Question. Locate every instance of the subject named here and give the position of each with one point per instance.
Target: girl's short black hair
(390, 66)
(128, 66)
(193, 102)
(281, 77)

### Stated exercise
Can you multiply every coordinate in the answers by 0.5, round to whole numbers with halves going up, and give all the lines of the entries again, requests included?

### Written solution
Question. Locate every instance of the subject named here and give the position of each with one point per instance.
Target: girl's short black hair
(195, 33)
(64, 33)
(97, 51)
(141, 39)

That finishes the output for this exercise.